**MATERIAL**.
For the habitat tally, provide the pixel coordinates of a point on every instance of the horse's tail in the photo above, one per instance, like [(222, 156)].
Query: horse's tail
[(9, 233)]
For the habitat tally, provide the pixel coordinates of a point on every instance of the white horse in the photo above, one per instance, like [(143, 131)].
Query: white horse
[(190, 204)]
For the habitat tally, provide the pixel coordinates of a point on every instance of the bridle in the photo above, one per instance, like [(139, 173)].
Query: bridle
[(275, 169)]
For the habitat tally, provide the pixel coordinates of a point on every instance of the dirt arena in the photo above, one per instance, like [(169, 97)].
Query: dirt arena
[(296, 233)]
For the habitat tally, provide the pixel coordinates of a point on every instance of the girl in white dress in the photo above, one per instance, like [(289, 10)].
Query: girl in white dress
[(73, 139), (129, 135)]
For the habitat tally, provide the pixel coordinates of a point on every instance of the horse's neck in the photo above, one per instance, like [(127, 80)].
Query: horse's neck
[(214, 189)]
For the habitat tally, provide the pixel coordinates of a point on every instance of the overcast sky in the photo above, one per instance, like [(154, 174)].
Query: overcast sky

**WHAT TO WORK ON**.
Rescale the entries from the line with "like [(139, 173)]." up to and including the last line of the entries: repeat every line, requests included, multiplying each point coordinate in the answers by 0.4 and rounding to whole numbers with halves rounded up, while leaving the requests and their sample coordinates unchanged. Give only those lines.

**OUTPUT OF THE TASK**.
For the habitat tally, provide the pixel coordinates of a point on every instance of the bridle in the photo above, one per instance, like [(139, 173)].
Query: bridle
[(110, 68)]
For the habitat tally, provide the pixel coordinates of a point on every instance of the dirt arena in the photo above, one per instance, like [(169, 97)].
Query: dirt arena
[(118, 93)]
For the habitat tally, provide the pixel coordinates of a point on every instance of the girl in white dress in the photo above, one per instance, like [(289, 10)].
Query: girl in white dress
[(29, 56), (52, 54)]
For the habitat tally, provide the pixel coordinates of a point on every instance of the horse's neck in the photo above, one per instance, like [(127, 80)].
Query: horse's neck
[(86, 76)]
For the habitat tally, provide the pixel coordinates of a point on every instance of the overcast sky in the photo above, one per instance, like [(154, 174)].
Query: overcast sky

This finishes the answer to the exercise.